● **Exercise directions**: The entries are to be written out again with no differences.

● **Data**:
◆ ◆ ◆ ◆ ◆ ◆ ◆
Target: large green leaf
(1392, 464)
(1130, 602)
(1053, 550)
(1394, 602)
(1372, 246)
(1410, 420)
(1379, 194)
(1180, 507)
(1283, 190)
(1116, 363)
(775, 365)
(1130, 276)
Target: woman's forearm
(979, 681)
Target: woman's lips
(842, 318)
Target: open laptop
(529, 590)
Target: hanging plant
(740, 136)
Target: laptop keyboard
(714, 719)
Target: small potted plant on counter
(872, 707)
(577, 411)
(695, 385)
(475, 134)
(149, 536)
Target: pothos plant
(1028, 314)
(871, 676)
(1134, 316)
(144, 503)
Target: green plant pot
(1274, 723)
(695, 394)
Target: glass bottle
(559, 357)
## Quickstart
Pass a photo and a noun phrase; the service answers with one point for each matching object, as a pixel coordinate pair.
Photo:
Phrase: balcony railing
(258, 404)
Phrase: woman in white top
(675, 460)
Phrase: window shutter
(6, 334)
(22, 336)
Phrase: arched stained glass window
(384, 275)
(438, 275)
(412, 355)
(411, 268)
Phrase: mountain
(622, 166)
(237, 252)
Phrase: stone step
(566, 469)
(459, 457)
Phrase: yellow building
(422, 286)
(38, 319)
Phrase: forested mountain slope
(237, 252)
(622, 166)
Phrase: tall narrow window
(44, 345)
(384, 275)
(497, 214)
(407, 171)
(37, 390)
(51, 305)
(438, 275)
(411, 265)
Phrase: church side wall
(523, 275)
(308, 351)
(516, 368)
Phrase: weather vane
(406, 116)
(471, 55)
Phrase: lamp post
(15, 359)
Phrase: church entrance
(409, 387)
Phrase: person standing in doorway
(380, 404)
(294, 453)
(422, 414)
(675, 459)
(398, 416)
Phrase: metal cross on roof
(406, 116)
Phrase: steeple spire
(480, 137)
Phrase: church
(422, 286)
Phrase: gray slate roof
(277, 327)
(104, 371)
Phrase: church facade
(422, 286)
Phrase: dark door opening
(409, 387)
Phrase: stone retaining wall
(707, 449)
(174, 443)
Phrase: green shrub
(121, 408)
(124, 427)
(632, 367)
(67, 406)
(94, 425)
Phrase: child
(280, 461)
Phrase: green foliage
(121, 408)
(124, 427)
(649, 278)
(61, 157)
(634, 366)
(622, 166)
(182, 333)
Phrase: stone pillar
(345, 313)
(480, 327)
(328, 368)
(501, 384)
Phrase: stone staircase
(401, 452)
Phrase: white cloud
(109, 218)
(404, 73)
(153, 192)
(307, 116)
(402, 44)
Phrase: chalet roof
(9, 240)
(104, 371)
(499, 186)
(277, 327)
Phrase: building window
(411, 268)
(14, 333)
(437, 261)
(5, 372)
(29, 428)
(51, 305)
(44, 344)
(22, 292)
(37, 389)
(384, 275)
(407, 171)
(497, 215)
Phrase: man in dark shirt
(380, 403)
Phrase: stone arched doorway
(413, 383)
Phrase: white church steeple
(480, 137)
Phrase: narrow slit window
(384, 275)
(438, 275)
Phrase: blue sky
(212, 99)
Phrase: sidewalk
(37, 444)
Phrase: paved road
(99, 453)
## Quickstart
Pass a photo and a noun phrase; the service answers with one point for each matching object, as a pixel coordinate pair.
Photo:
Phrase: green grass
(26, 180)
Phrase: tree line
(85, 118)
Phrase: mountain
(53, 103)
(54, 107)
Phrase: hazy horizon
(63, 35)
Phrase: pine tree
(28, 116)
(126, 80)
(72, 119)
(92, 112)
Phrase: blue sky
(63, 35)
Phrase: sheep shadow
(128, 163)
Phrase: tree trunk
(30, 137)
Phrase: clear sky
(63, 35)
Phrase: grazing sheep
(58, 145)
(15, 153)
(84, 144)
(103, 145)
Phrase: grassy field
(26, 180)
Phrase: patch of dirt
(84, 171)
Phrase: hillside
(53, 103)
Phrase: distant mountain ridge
◆ ◆ ◆ ◆ ◆ ◆ ◆
● **Finished exercise**:
Target: large green leaf
(1392, 464)
(1130, 602)
(1053, 550)
(1394, 602)
(1372, 246)
(1410, 420)
(1379, 194)
(1180, 507)
(1283, 190)
(1116, 363)
(775, 365)
(1130, 276)
Target: woman's forearm
(979, 681)
Target: woman's lips
(842, 318)
Target: open laptop
(529, 590)
Target: hanging plant
(740, 136)
Target: laptop keyboard
(714, 719)
Target: small potted plant on counter
(872, 707)
(577, 411)
(695, 385)
(475, 134)
(149, 536)
Target: pothos plant
(1028, 314)
(871, 676)
(1134, 316)
(144, 503)
Target: green plant pot
(1274, 723)
(695, 394)
Target: glass bottle
(559, 357)
## Quickstart
Pass a photo and a noun phrase; the service answers with one point for each matching object, as a pixel coordinate pair.
Photo:
Phrase: balcony railing
(258, 404)
Phrase: woman in white top
(675, 460)
Phrase: window shutter
(6, 334)
(22, 336)
Phrase: arched stained glass window
(384, 275)
(438, 275)
(412, 355)
(411, 268)
Phrase: mountain
(622, 166)
(237, 252)
Phrase: stone step
(566, 469)
(459, 457)
Phrase: yellow building
(422, 286)
(38, 319)
Phrase: forested mountain slope
(237, 252)
(622, 166)
Phrase: tall narrow window
(44, 345)
(384, 275)
(497, 214)
(407, 171)
(37, 390)
(51, 305)
(438, 275)
(411, 265)
Phrase: church side wall
(523, 275)
(308, 351)
(516, 368)
Phrase: weather vane
(406, 116)
(471, 55)
Phrase: lamp post
(15, 359)
Phrase: church entrance
(409, 387)
Phrase: person standing in doorway
(380, 404)
(294, 453)
(422, 414)
(675, 459)
(398, 416)
Phrase: metal cross on roof
(406, 116)
Phrase: steeple spire
(480, 137)
Phrase: church
(422, 286)
Phrase: gray slate roof
(277, 327)
(104, 371)
Phrase: church facade
(422, 286)
Phrase: dark door opening
(409, 387)
Phrase: stone retaining wall
(707, 449)
(174, 443)
Phrase: green shrub
(121, 408)
(124, 427)
(632, 367)
(67, 406)
(94, 425)
Phrase: child
(280, 461)
Phrase: green foliage
(121, 408)
(124, 427)
(649, 278)
(61, 157)
(634, 366)
(622, 166)
(182, 333)
Phrase: stone pillar
(345, 313)
(480, 327)
(328, 368)
(501, 384)
Phrase: stone staircase
(401, 452)
Phrase: white cloud
(109, 218)
(404, 73)
(153, 192)
(307, 116)
(402, 44)
Phrase: chalet roof
(9, 240)
(104, 371)
(499, 186)
(277, 327)
Phrase: building window
(411, 268)
(14, 333)
(437, 261)
(5, 372)
(29, 428)
(51, 305)
(44, 344)
(22, 292)
(37, 389)
(384, 275)
(407, 171)
(497, 215)
Phrase: man in dark shirt
(380, 403)
Phrase: stone arched doorway
(413, 383)
Phrase: white church steeple
(480, 137)
Phrase: narrow slit window
(384, 275)
(438, 275)
Phrase: blue sky
(212, 99)
Phrase: sidewalk
(37, 444)
Phrase: paved road
(99, 453)
## Quickstart
Pass a photo and a noun phrase; the service answers with one point for each matching object, as a pixel coordinate pair.
Photo:
Phrase: green grass
(26, 180)
Phrase: tree line
(85, 118)
Phrase: mountain
(53, 103)
(54, 107)
Phrase: hazy horizon
(63, 35)
Phrase: pine tree
(28, 116)
(126, 80)
(72, 119)
(92, 112)
Phrase: blue sky
(63, 35)
Phrase: sheep shadow
(128, 163)
Phrase: tree trunk
(30, 137)
Phrase: clear sky
(63, 35)
Phrase: grazing sheep
(58, 145)
(15, 153)
(84, 144)
(103, 145)
Phrase: grassy field
(26, 180)
Phrase: patch of dirt
(84, 171)
Phrase: hillside
(53, 103)
Phrase: distant mountain ridge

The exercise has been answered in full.